Reproduce the records with every occurrence of "wooden sled slat" substituted by "sled plank" and everything else left unchanged. Omit the pictures from your response.

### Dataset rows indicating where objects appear
^^^^^^^^^^^^^^^^
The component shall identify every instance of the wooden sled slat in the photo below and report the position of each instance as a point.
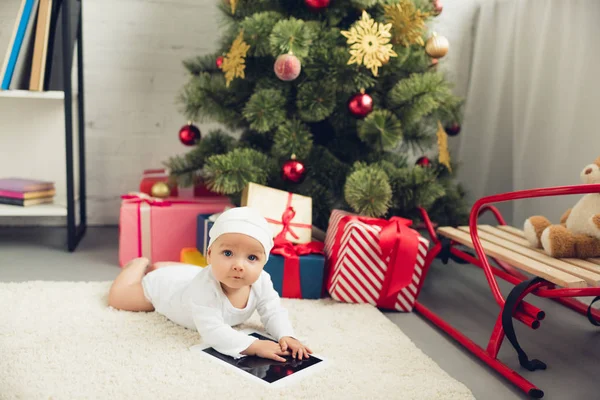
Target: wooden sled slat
(592, 279)
(495, 230)
(519, 233)
(527, 264)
^^^^^^^^^^^^^^^^
### SOLUTION
The component shall identify every instance of the sled plank in the photo below and report the position of each instance as a point.
Target: sled plank
(592, 279)
(495, 230)
(519, 233)
(527, 264)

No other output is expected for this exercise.